_What the task requires_
Every record should be restated exactly, with no images included.

-------------------------

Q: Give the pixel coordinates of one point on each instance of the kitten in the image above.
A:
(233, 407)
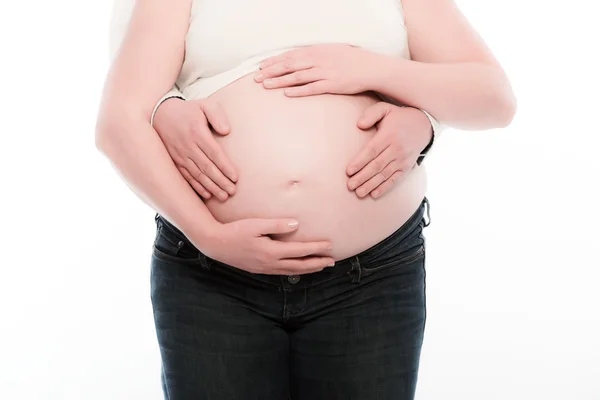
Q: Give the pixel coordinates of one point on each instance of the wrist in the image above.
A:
(170, 98)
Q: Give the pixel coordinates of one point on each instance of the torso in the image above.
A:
(292, 156)
(292, 153)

-------------------------

_Answer box_
Q: Give the pixel coordinates of one point on each instance of the kitten in the image above.
A:
(233, 407)
Q: Give the pixel coordinates of one point on each instance of the wrist in the image above.
A:
(170, 98)
Q: Give the pixel coordinates of one point on each instance of the torso in the image above.
A:
(292, 156)
(292, 153)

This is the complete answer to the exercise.